Stored dataset items
-- Opening Marker --

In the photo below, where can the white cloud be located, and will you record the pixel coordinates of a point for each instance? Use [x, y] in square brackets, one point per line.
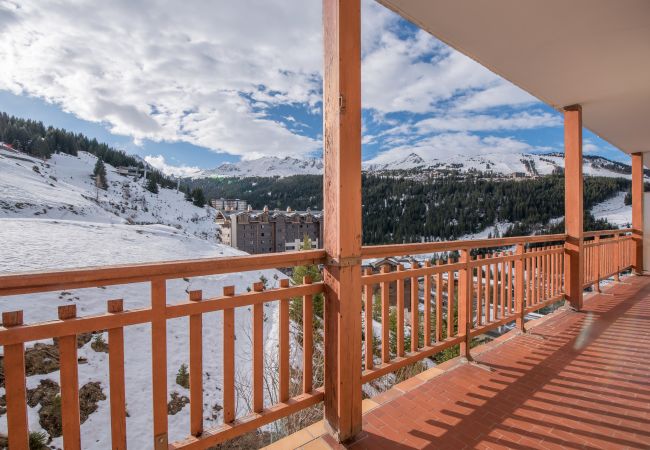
[442, 146]
[178, 71]
[178, 171]
[501, 94]
[209, 73]
[484, 122]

-- Closing Marker --

WHAT IS REQUIRED
The data above is to be printed exactly, all of it, except for the pictures.

ANSWER TO THIS TASK
In the photo below, where can the white cloud be located, and will you record the pixel coordinates of a point for each instance? Use [x, y] in square brackets, one point per line.
[442, 146]
[178, 71]
[178, 171]
[501, 94]
[209, 73]
[484, 122]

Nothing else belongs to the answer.